*** Texto propuesto ***
Treinta años después, viviendo en una sociedad democrática, con las instituciones conformadas libremente por los ciudadanos, sorprende el realismo de la propuesta de un partido clandestino, con escasos efectivos humanos. La orientación ya en 1974 era la correcta, pues muchas de las propuestas entonces planteadas se lograron consolidar en el debate constitucional de 1978.

La "Declaración de Septiembre" fue importante en el panorama político general, y lo fue aún más en el interior del Partido Socialista, pues representó una guía clara para las decisiones que se tomarían en el determinante Congreso de Suresnes.

Pero en la reunión de Jaizquíbel no solo se elaboró la "Declaración de Septiembre". Los miembros de la Comisión Ejecutiva querían comprometernos para formar parte de la futura dirección que se elegiría en el Congreso. No aceptamos entrar en el juego de componer allí una dirección a la que no teníamos previsión de pertenecer.

Después de muchos ruegos, preguntas y discusiones, aceptamos opinar sobre una treintena de nombres que ellos habían preparado. Se trataba solo de dar un criterio sobre los nombres de los militantes que fuesen puestos sobre la mesa. Aunque no fue explicitado, me pareció que actuábamos en el sobrentendido de que aquel que obtuviese oposición de alguno quedaba descartado para la dirección. Me sentí molesto, pues era participar en un jurado que solo disponía de bolas negras; no se trataba de apoyar a los de mayor virtud o competencia, sino solo de ejercer una acusación. Me refugié en un silencio discreto, pero ni aun con esa cautela logré evitar las consecuencias que el método me había hecho temer. Cuando se exponía el nombre de una persona admirada por su seriedad y capacidad intervino Pablo Castellano descalificándole por razones que ninguna relación tenían con la política. Dos años más tarde supe que él mismo había "informado" al afectado de la oposición y las razones de esta, pero ¡atribuyéndomelas a mí! Durante dos años noté una frialdad y hasta hostilidad que no entendía, hasta que se descubrió el feo juego de Castellano.

Afortunadamente, recuperé la amistad con el "descalificado" y la labramos en los años siguientes con una fraternidad irrompible.

Salimos de Jaizquíbel con la certeza de poseer más respuestas a los interrogantes que las que podría aportar la dirección del Partido. El equipo forjado casi sin conexiones con la autoridad había logrado una sólida posición en la organización.
*** Datos proporcionados ***
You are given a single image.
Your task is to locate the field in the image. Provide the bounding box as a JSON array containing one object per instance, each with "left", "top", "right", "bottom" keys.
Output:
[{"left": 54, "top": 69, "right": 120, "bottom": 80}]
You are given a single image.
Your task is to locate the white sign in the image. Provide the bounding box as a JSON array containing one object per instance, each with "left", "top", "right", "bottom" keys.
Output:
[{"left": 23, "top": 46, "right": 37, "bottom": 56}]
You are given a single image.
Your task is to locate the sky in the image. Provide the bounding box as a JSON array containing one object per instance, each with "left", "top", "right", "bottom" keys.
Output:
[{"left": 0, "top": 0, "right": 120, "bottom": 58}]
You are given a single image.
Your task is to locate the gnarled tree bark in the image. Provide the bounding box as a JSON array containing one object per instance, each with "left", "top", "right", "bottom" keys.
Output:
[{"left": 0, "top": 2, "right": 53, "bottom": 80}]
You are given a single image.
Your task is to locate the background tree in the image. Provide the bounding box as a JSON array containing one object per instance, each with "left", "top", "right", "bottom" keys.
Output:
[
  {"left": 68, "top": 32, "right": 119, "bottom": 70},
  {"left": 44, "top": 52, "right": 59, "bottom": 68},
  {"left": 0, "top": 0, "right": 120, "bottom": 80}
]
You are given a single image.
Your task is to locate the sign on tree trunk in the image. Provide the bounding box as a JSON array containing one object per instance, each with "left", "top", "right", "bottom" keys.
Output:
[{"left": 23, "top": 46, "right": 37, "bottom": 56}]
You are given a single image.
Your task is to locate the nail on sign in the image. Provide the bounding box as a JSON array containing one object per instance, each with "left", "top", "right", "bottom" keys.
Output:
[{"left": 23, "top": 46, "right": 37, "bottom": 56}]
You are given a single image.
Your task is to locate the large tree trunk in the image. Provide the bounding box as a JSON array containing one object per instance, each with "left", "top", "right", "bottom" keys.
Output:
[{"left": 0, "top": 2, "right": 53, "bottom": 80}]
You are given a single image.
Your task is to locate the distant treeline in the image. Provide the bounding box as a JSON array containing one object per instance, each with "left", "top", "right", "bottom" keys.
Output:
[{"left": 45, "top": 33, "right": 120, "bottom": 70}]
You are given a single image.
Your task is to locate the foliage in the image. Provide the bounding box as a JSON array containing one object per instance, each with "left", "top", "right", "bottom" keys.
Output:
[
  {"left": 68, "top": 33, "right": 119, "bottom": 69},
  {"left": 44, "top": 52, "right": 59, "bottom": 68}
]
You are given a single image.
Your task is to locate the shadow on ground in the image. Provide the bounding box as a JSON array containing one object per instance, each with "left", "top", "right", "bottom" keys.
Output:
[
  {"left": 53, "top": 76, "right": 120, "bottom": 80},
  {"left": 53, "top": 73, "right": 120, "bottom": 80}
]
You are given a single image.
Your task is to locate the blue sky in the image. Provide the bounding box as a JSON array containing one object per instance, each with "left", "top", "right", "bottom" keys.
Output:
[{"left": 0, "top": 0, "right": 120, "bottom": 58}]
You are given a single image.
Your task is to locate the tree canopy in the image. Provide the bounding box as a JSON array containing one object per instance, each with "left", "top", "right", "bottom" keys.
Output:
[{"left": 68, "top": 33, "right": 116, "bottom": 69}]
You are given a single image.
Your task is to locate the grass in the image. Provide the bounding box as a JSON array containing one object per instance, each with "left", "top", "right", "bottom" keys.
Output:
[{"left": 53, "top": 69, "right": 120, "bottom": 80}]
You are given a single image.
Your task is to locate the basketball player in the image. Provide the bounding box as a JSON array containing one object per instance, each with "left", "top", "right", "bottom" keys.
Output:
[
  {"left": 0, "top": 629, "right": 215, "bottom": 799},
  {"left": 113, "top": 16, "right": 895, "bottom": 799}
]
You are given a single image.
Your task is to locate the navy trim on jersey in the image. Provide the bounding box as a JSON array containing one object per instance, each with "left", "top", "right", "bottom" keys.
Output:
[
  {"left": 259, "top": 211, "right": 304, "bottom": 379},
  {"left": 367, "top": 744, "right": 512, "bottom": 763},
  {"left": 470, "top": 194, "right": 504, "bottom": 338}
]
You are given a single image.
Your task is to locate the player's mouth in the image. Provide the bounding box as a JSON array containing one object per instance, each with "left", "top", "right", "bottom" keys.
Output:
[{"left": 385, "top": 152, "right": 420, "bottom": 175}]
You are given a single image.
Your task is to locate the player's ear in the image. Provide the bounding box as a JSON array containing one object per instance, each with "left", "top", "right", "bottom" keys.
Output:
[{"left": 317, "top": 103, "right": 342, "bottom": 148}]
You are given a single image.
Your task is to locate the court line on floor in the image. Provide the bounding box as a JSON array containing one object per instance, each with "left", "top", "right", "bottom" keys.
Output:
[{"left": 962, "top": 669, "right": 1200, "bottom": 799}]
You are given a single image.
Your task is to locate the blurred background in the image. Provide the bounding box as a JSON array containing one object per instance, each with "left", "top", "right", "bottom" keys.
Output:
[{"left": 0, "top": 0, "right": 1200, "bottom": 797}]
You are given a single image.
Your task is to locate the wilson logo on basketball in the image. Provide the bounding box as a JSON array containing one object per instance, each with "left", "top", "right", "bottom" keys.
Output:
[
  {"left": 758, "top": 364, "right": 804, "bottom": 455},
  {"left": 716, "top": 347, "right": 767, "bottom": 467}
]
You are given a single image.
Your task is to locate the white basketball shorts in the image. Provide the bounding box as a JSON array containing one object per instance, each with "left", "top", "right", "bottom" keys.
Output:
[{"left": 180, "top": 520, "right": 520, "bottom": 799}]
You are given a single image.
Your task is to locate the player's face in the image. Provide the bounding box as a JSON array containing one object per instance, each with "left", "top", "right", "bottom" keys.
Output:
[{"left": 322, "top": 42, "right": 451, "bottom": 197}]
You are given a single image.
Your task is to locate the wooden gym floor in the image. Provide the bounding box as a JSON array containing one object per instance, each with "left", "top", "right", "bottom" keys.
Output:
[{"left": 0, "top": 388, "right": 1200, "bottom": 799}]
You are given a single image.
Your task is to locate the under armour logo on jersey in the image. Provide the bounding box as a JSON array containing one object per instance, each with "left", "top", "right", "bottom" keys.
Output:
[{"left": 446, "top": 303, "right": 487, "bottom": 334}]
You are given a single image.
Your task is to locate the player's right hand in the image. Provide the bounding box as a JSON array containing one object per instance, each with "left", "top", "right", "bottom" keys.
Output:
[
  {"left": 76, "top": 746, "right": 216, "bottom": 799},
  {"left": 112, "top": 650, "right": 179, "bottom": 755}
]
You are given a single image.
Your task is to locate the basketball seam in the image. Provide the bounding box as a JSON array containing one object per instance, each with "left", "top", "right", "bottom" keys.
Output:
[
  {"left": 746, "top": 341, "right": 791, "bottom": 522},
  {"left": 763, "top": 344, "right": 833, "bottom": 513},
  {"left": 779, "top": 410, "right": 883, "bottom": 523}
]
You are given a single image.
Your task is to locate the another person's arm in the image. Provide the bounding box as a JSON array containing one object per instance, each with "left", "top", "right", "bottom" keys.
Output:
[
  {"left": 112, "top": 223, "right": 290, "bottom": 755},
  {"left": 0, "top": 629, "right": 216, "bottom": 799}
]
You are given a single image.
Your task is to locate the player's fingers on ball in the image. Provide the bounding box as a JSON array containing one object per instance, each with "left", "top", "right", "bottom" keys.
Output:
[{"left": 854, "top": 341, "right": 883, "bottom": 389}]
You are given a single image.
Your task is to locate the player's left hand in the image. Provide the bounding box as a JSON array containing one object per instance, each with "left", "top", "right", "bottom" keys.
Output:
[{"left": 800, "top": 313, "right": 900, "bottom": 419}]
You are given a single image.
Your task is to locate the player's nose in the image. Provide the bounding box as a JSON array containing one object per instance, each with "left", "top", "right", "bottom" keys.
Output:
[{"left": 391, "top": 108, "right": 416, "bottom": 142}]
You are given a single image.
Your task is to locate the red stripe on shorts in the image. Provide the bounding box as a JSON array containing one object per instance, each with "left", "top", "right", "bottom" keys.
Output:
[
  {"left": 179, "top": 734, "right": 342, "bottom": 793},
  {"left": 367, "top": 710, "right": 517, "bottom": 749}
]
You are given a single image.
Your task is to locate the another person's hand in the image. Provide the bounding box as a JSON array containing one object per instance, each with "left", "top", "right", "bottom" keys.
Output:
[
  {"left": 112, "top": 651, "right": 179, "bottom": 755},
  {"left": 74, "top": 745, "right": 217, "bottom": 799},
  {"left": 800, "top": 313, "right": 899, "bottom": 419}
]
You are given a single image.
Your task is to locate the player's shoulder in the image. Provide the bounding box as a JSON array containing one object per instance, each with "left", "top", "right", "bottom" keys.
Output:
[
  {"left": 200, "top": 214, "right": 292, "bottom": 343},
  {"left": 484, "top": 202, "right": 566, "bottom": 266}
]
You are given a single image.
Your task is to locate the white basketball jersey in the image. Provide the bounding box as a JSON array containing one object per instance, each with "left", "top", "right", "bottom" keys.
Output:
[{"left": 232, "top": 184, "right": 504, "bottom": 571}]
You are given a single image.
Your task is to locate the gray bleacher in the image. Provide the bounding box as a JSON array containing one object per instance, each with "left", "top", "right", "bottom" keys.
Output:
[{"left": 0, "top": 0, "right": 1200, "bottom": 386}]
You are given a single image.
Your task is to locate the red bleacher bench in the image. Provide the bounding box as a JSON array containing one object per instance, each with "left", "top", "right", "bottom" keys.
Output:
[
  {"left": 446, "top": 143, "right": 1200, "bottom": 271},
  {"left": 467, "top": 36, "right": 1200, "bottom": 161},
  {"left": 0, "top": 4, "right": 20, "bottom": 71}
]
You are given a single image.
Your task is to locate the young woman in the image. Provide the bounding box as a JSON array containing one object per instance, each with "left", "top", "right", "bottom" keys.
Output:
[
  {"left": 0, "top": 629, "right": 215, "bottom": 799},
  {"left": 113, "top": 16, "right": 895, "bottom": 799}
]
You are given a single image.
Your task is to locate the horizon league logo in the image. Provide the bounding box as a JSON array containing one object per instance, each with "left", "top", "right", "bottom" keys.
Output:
***
▸ **Actividades**
**1)** Según el texto sobre la reunión de Jaizquíbel, ¿sobre cuántos nombres aceptaron opinar después de muchos ruegos, preguntas y discusiones?
**2)** Transcribe del texto sobre la reunión de Jaizquíbel el fragmento que empieza en "Treinta años después, viviendo" y termina en "Congreso de Suresnes.".
El material no tiene relación con el texto.

▸ **Soluciones**
**1)** Sobre una treintena de nombres.

**2)**
Treinta años después, viviendo en una sociedad democrática, con las instituciones conformadas libremente por los ciudadanos, sorprende el realismo de la propuesta de un partido clandestino, con escasos efectivos humanos. La orientación ya en 1974 era la correcta, pues muchas de las propuestas entonces planteadas se lograron consolidar en el debate constitucional de 1978.

La "Declaración de Septiembre" fue importante en el panorama político general, y lo fue aún más en el interior del Partido Socialista, pues representó una guía clara para las decisiones que se tomarían en el determinante Congreso de Suresnes.